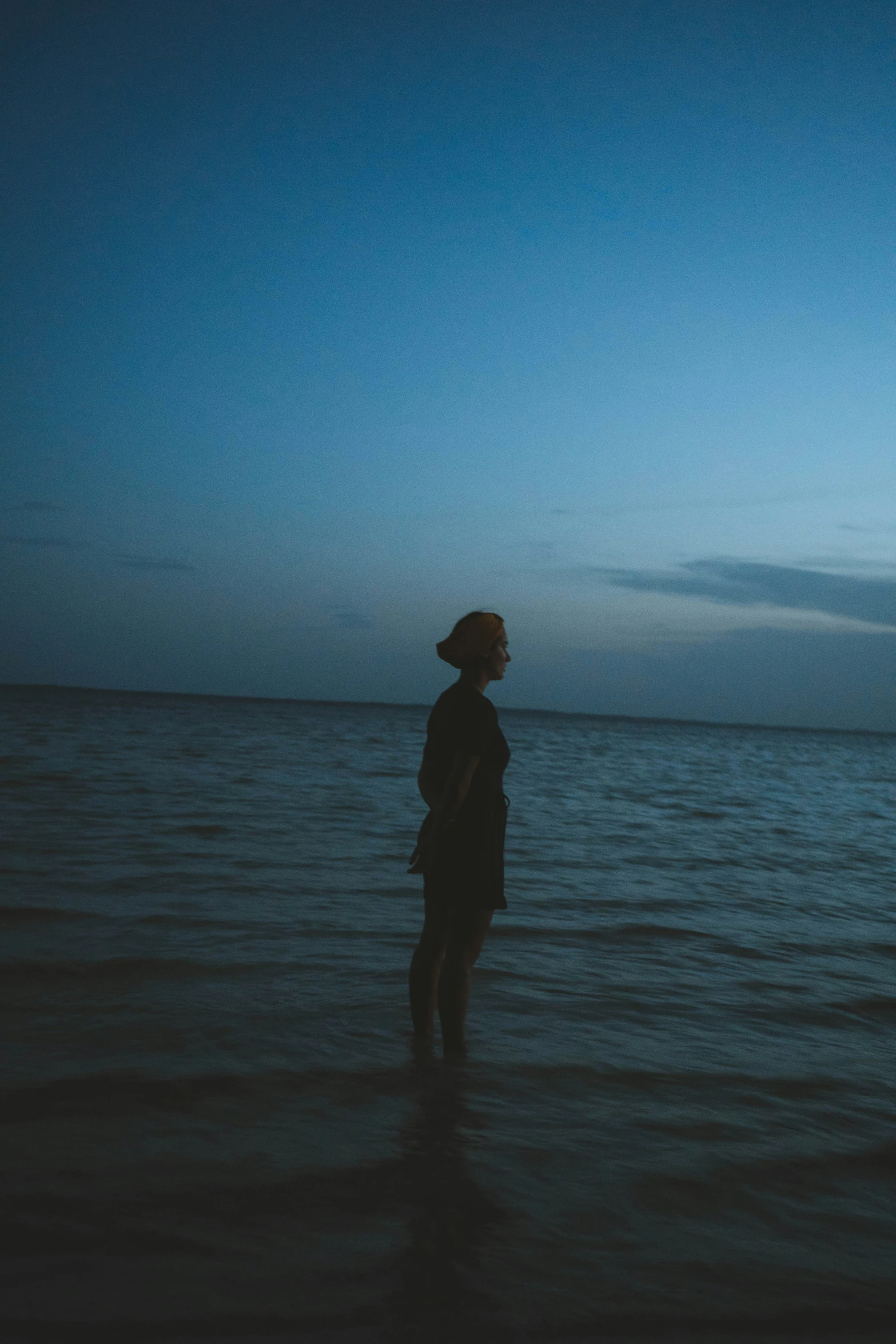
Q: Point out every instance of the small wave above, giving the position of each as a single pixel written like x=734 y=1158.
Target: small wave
x=647 y=1081
x=744 y=1184
x=124 y=971
x=39 y=914
x=875 y=1008
x=127 y=1092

--*--

Task brief
Quote all of the data above verbatim, omitting the picture from your answer.

Written answer
Q: Point out every instance of the small wave above, giving the position of each as a single pixel written like x=734 y=1158.
Target: small wave
x=647 y=1081
x=744 y=1184
x=124 y=971
x=39 y=914
x=875 y=1008
x=127 y=1092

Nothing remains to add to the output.